▶ Records contained in a dataset
------------------------

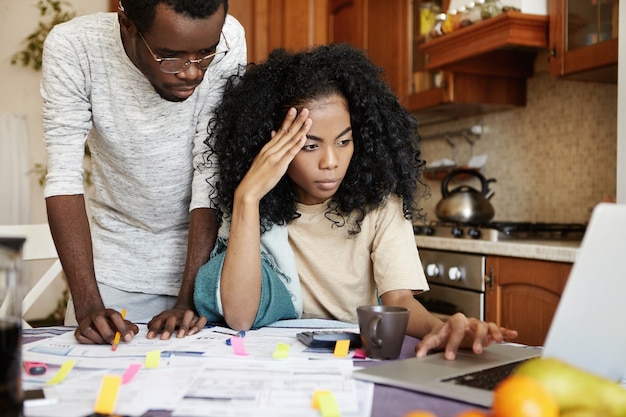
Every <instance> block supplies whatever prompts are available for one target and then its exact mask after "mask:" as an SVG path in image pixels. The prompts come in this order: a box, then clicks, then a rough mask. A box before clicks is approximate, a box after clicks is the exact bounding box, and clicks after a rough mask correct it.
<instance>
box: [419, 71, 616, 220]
mask: <svg viewBox="0 0 626 417" xmlns="http://www.w3.org/2000/svg"><path fill="white" fill-rule="evenodd" d="M479 122H480V119H476V118H468V119H463V120H458V121H454V122H451V123H441V124H437V125H430V126H424V127H422V128H420V134H421V135H430V134H433V133H437V132H441V131H449V130H455V129H462V128H466V127H469V126H472V125H474V124H476V123H479ZM482 123H483V131H484V133H483V135H482V137H480V138H479V139H477V140H476V141H475V144H474V147H473V148H474V149H473V154H474V155H480V154H486V155H487V156H488V160H487V163H486V165H485V167H484V168H483V169H482V171H481V172H482V173H483V175H484V176H485V177H487V178H495V179H496V180H497V182H495V183H492V184H490V188H491V189H493V190H494V191H495V194H494V196H493V197H492V198H491V200H490V201H491V204H492V205H493V206H494V209H495V213H496V214H495V218H494V220H501V221H534V222H562V223H565V222H576V223H581V222H586V221H587V220H588V218H589V215H590V213H591V210H592V208H593V207H594V206H595V205H596V204H597V203H598V202H599V201H601V200H602V199H603V197H604V196H611V197H614V196H615V193H616V151H617V85H615V84H602V83H592V82H580V81H567V80H560V79H559V80H557V79H555V78H553V77H552V76H550V75H549V74H548V73H547V72H540V73H536V74H535V76H534V77H533V78H530V79H529V80H528V100H527V105H526V107H524V108H520V109H515V110H510V111H504V112H499V113H494V114H489V115H485V116H483V118H482ZM451 140H452V141H453V143H454V144H455V145H456V146H455V147H454V149H455V154H456V160H457V163H458V164H465V163H467V161H468V160H469V158H470V156H471V152H472V149H471V146H470V144H469V142H468V141H466V140H465V139H463V138H462V137H455V138H451ZM422 151H423V152H422V154H423V157H424V159H426V160H427V161H428V162H432V161H436V160H439V159H441V158H451V157H452V147H450V145H449V144H448V143H447V142H446V141H445V140H444V139H428V140H424V141H422ZM428 183H429V185H430V187H431V190H430V193H431V196H430V197H429V198H428V199H424V200H421V202H420V204H421V206H422V207H424V208H425V209H426V211H427V213H428V219H429V220H436V216H435V206H436V204H437V202H438V201H439V200H440V199H441V181H435V180H433V181H428ZM467 184H468V185H472V186H474V187H476V188H478V187H479V183H478V181H477V180H476V179H470V180H469V181H468V182H467ZM453 187H454V186H451V188H453Z"/></svg>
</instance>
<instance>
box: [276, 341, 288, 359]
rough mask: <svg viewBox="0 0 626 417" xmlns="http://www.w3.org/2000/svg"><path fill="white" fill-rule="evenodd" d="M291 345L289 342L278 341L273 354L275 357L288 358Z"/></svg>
mask: <svg viewBox="0 0 626 417" xmlns="http://www.w3.org/2000/svg"><path fill="white" fill-rule="evenodd" d="M290 349H291V346H290V345H288V344H287V343H282V342H278V343H277V344H276V350H275V351H274V353H273V354H272V357H273V358H274V359H287V358H288V357H289V350H290Z"/></svg>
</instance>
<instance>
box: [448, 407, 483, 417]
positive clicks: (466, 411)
mask: <svg viewBox="0 0 626 417" xmlns="http://www.w3.org/2000/svg"><path fill="white" fill-rule="evenodd" d="M456 417H491V414H489V412H488V411H483V410H478V409H471V410H467V411H463V412H461V413H459V414H457V415H456Z"/></svg>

------------------------

▶ ASSIGNMENT
Copy the entries character for character, excluding any pictures.

▶ RESPONSE
Every <instance> block supplies whatever prompts are available for one target and then its exact mask after "mask:" as an SVG path in image pixels. The prompts come in this order: a box, then clicks, then a rough mask. A box before clicks is approximate, a box after clicks is the exact bounding box, and clicks after a rough mask correct it.
<instance>
box: [419, 71, 616, 220]
mask: <svg viewBox="0 0 626 417" xmlns="http://www.w3.org/2000/svg"><path fill="white" fill-rule="evenodd" d="M479 122H480V119H476V118H468V119H463V120H458V121H454V122H451V123H441V124H437V125H430V126H424V127H422V128H420V134H421V135H430V134H433V133H437V132H441V131H449V130H455V129H462V128H466V127H469V126H472V125H474V124H476V123H479ZM482 123H483V131H484V133H483V135H482V137H480V138H479V139H477V140H476V141H475V144H474V147H473V148H474V149H473V154H474V155H480V154H486V155H487V156H488V160H487V163H486V165H485V167H484V168H483V169H482V171H481V172H482V173H483V175H484V176H485V177H487V178H495V179H496V180H497V182H495V183H492V184H490V188H491V189H493V190H494V191H495V194H494V196H493V197H492V198H491V200H490V201H491V204H492V205H493V206H494V209H495V213H496V214H495V218H494V220H501V221H534V222H562V223H565V222H576V223H581V222H586V221H587V220H588V218H589V215H590V213H591V210H592V208H593V207H594V206H595V205H596V204H597V203H598V202H599V201H601V200H602V199H603V197H604V196H611V197H614V196H615V193H616V151H617V85H615V84H602V83H592V82H580V81H567V80H560V79H559V80H557V79H555V78H553V77H552V76H550V75H549V74H548V73H547V72H540V73H536V74H535V76H534V77H533V78H530V79H529V80H528V100H527V105H526V107H524V108H520V109H515V110H510V111H504V112H499V113H494V114H489V115H485V116H483V118H482ZM451 140H452V141H453V143H454V144H455V145H456V146H455V147H454V149H455V154H456V160H457V163H458V164H465V163H467V161H468V160H469V158H470V156H471V152H472V149H471V146H470V144H469V142H468V141H466V140H465V139H463V138H462V137H455V138H451ZM422 151H423V152H422V154H423V157H424V159H426V160H427V161H428V162H432V161H436V160H439V159H441V158H451V157H452V147H450V145H449V144H448V143H447V142H446V141H445V140H444V139H428V140H424V141H422ZM428 183H429V185H430V187H431V190H430V193H431V196H430V197H429V198H428V199H424V200H421V202H420V204H421V206H422V207H424V208H425V209H426V211H427V213H428V219H429V220H436V216H435V206H436V204H437V202H438V201H439V200H440V199H441V181H435V180H433V181H428ZM467 184H468V185H472V186H474V187H476V188H478V187H479V183H478V181H477V180H476V179H470V180H469V181H468V182H467ZM453 187H454V186H451V188H453Z"/></svg>
</instance>
<instance>
box: [276, 341, 288, 359]
rough mask: <svg viewBox="0 0 626 417" xmlns="http://www.w3.org/2000/svg"><path fill="white" fill-rule="evenodd" d="M291 345L289 342L278 341L273 354L275 357L288 358Z"/></svg>
mask: <svg viewBox="0 0 626 417" xmlns="http://www.w3.org/2000/svg"><path fill="white" fill-rule="evenodd" d="M290 349H291V346H290V345H288V344H287V343H282V342H278V343H277V344H276V350H275V351H274V353H273V354H272V357H273V358H274V359H287V358H288V357H289V350H290Z"/></svg>
</instance>
<instance>
box: [448, 407, 483, 417]
positive clicks: (466, 411)
mask: <svg viewBox="0 0 626 417" xmlns="http://www.w3.org/2000/svg"><path fill="white" fill-rule="evenodd" d="M456 417H491V414H489V412H488V411H483V410H478V409H471V410H467V411H463V412H461V413H459V414H457V415H456Z"/></svg>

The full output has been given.